[Entries shown start]

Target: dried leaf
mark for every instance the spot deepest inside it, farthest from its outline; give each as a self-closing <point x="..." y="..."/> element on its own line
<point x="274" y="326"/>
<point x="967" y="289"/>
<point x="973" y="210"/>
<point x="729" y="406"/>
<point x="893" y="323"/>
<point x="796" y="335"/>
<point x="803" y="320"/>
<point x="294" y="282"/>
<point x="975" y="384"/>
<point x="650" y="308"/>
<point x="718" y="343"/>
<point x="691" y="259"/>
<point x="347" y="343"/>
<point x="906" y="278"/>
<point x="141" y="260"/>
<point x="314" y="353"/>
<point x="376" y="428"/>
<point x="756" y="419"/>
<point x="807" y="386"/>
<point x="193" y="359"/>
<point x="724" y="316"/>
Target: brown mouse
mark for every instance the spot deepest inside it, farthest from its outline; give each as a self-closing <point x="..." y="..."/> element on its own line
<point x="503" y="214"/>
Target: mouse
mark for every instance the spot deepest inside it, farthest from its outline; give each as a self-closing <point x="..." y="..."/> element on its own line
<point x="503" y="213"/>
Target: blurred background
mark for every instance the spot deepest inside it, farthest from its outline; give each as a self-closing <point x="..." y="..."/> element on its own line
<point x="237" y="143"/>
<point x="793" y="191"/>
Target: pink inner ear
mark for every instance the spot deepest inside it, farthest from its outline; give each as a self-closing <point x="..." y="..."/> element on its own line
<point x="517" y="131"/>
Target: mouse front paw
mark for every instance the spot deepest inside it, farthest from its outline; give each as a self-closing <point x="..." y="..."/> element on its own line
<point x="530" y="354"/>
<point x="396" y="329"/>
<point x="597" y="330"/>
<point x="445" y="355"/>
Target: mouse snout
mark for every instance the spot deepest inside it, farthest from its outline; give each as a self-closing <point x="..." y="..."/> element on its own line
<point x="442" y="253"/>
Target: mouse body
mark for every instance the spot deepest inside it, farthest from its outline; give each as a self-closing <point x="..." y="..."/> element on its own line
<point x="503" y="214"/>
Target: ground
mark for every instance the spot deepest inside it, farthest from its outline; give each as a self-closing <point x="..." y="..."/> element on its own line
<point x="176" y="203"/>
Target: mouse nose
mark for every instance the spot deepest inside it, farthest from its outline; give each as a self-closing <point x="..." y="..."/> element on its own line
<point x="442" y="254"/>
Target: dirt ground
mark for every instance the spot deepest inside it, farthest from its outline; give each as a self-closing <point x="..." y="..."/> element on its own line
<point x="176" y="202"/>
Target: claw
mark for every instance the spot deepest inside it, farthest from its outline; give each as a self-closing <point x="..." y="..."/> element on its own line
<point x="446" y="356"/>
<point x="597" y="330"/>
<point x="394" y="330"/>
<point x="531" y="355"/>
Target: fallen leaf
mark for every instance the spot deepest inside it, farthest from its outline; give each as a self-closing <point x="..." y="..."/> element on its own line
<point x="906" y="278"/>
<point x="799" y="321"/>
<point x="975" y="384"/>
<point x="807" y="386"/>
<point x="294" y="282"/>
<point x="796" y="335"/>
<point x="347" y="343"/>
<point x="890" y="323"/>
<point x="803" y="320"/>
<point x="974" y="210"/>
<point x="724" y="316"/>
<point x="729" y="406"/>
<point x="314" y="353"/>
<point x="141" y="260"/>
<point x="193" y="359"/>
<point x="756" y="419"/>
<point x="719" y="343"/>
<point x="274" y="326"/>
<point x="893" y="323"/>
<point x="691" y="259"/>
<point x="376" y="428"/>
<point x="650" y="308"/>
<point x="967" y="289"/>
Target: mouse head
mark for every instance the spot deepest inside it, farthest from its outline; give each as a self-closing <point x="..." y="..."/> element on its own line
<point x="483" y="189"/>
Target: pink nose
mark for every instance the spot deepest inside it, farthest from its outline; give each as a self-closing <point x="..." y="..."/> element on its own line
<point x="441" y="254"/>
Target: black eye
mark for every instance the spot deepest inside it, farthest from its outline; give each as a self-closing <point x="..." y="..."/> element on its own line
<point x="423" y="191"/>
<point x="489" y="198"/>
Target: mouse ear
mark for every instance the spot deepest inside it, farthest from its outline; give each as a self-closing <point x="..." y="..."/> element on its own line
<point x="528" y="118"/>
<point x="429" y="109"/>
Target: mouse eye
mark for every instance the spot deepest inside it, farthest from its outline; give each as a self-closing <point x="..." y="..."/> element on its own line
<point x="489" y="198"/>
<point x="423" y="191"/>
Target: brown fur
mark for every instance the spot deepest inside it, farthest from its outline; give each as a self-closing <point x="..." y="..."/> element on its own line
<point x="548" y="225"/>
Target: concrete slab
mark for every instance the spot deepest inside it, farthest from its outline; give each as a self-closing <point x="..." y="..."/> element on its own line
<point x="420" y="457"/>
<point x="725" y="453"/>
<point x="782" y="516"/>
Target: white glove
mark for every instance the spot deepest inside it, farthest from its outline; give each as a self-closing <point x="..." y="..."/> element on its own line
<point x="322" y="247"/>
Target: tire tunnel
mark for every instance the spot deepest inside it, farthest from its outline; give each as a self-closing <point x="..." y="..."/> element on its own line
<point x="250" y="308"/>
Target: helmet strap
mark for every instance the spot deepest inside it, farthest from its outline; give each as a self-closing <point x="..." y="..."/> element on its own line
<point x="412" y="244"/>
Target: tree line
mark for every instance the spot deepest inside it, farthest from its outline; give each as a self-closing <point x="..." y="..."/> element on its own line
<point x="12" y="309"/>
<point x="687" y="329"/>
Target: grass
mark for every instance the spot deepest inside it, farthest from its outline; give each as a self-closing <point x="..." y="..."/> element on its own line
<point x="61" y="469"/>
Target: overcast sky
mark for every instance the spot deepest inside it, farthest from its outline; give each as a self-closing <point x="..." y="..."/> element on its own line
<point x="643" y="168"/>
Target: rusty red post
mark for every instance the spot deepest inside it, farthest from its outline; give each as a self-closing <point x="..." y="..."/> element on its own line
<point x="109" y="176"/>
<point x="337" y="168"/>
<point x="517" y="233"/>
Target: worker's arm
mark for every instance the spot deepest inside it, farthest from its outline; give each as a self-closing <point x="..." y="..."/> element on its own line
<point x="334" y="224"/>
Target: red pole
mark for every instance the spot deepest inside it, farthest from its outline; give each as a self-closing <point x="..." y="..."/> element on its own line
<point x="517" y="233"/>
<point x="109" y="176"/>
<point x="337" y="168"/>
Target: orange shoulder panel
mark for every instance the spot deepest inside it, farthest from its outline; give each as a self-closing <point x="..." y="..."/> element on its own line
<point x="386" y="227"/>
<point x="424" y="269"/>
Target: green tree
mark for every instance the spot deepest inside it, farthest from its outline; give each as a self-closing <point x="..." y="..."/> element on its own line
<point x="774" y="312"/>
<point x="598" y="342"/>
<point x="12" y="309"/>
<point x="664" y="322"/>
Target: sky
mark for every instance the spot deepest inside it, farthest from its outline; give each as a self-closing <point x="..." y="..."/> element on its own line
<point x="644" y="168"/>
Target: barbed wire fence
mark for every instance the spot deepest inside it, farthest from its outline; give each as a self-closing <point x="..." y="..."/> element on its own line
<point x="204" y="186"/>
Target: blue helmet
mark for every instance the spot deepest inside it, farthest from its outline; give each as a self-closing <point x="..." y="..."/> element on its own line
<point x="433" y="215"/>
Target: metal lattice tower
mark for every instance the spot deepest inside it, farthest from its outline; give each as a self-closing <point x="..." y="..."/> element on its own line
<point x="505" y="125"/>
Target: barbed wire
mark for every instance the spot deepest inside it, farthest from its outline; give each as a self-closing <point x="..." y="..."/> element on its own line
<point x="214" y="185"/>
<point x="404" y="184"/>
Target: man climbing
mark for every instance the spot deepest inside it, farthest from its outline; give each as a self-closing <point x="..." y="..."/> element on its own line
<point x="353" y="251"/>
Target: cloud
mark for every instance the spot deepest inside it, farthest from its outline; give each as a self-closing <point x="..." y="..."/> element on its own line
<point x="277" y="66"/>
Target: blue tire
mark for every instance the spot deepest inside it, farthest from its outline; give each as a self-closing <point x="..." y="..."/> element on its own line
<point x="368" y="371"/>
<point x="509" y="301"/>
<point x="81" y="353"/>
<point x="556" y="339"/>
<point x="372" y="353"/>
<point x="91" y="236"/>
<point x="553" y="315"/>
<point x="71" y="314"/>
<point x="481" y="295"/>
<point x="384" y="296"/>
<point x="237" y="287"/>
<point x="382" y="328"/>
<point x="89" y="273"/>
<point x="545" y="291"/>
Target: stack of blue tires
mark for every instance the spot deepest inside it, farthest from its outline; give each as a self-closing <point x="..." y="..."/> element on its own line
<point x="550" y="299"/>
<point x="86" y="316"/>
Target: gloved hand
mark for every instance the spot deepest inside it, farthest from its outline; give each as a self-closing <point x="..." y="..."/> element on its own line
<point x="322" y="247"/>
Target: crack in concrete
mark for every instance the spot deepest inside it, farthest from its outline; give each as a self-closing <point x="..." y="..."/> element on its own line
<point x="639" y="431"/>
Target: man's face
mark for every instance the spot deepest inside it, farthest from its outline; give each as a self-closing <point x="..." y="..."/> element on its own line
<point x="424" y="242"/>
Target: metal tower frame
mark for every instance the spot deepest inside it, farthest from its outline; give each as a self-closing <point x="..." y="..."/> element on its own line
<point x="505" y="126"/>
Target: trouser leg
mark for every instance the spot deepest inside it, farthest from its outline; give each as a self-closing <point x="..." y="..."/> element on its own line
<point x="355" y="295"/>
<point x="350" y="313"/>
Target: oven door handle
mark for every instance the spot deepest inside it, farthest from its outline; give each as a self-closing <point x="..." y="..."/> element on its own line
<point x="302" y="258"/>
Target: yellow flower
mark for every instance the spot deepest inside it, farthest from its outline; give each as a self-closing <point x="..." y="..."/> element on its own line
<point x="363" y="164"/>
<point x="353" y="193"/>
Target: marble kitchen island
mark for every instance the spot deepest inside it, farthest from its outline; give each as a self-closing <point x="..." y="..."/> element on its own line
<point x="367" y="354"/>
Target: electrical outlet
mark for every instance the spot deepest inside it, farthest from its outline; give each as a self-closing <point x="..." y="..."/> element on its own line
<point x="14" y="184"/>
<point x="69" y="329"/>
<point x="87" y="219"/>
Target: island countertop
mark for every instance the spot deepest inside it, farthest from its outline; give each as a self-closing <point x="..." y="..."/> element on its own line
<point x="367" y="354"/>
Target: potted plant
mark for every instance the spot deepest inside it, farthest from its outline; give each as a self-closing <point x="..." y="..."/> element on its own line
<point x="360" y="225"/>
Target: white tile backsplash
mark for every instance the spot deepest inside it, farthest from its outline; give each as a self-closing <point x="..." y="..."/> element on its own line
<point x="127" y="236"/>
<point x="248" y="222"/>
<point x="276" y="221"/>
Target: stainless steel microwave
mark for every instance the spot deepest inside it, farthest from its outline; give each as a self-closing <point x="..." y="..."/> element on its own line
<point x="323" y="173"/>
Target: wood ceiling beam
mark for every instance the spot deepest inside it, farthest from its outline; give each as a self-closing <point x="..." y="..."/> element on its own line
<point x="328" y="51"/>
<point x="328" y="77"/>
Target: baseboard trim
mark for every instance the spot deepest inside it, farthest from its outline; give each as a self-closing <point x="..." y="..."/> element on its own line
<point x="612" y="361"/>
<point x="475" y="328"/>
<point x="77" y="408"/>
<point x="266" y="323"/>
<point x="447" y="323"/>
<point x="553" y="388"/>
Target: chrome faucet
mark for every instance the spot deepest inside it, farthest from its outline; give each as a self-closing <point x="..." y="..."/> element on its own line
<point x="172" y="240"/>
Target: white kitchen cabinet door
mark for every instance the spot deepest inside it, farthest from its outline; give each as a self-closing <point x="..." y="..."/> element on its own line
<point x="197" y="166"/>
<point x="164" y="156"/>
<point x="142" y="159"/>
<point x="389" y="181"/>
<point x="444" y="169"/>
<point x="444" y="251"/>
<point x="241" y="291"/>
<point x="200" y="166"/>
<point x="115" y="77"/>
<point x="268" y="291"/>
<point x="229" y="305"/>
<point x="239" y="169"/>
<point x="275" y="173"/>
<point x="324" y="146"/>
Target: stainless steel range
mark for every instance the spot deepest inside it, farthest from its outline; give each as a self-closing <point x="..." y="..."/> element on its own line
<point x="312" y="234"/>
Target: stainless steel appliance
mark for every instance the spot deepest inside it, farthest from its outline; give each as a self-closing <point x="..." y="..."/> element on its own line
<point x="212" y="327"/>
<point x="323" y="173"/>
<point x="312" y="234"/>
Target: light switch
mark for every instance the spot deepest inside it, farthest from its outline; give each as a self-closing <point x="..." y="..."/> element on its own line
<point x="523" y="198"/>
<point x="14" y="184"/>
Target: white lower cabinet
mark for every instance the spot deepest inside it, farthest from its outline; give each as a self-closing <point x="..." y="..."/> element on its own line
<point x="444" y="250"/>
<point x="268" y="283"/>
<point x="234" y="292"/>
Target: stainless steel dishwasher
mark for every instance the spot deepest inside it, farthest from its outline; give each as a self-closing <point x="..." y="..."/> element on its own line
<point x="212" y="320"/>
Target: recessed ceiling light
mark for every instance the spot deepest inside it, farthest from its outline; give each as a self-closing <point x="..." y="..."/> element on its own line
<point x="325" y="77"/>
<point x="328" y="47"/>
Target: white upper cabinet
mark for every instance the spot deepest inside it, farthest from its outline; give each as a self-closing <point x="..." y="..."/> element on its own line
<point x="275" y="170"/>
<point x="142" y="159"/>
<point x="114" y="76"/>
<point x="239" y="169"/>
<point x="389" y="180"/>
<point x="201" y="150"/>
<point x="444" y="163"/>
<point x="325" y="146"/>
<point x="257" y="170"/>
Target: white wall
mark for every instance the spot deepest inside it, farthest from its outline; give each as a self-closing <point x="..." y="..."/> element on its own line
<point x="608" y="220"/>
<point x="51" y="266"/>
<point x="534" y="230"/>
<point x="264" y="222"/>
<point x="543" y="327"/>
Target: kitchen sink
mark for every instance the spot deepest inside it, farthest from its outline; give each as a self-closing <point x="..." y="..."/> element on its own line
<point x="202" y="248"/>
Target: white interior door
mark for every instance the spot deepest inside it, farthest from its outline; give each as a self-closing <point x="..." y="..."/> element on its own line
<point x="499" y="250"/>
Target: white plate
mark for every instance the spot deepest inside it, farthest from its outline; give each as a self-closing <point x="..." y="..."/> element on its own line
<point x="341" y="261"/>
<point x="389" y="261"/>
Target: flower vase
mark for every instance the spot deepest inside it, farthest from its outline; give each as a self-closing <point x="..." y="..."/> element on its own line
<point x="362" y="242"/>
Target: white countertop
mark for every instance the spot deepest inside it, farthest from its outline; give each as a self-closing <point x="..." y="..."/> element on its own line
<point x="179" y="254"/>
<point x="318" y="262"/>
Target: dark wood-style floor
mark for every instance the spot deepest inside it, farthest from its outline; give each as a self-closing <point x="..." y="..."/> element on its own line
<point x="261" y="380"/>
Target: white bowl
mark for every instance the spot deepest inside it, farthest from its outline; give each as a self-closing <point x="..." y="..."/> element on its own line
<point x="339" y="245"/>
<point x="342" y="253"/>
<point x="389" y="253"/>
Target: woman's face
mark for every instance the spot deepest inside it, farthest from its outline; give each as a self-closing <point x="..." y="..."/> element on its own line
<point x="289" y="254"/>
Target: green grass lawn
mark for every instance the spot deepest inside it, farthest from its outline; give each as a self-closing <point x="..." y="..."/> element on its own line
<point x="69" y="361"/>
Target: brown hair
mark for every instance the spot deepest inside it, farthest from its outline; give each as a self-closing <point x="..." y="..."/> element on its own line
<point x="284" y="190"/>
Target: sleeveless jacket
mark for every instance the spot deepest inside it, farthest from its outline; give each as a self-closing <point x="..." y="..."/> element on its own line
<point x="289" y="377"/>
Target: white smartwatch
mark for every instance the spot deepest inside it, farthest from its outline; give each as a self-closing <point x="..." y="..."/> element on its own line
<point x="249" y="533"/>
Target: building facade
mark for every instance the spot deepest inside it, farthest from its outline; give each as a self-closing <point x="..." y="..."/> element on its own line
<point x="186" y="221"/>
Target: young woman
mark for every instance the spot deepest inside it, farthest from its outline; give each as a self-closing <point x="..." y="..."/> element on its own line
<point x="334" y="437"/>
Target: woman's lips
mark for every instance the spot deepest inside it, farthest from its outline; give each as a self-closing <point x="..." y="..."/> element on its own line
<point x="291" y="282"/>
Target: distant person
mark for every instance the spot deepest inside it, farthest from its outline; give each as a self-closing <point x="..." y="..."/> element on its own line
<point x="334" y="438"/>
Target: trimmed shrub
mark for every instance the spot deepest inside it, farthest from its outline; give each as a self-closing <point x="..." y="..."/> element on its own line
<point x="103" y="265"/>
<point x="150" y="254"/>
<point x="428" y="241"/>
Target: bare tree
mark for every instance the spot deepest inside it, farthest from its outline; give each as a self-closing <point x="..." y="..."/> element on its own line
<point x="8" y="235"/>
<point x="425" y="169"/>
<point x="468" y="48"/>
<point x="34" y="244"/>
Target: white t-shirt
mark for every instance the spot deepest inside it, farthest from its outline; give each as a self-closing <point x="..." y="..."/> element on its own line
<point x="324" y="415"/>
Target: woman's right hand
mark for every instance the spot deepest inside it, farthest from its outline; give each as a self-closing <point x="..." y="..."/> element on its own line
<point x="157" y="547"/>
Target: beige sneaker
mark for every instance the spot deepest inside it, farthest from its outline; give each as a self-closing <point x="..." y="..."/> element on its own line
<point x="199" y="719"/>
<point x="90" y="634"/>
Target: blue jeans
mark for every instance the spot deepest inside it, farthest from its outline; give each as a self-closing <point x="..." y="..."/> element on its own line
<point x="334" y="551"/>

[Entries shown end]

→ What needs to be done:
Copy out the lines from the one containing "Target: beige sneaker" through the end of the entries above. Keep them the same and include both the first and the last line.

→ Full answer:
Target: beige sneaker
mark for every instance the spot deepest inside it, farthest from its outline; give each as a self-closing <point x="..." y="..."/> element on its own line
<point x="199" y="719"/>
<point x="90" y="634"/>
Target: blue jeans
mark for every instance the spot deepest inside it, farthest from its outline; give each as a self-closing <point x="..." y="..."/> element on its own line
<point x="334" y="551"/>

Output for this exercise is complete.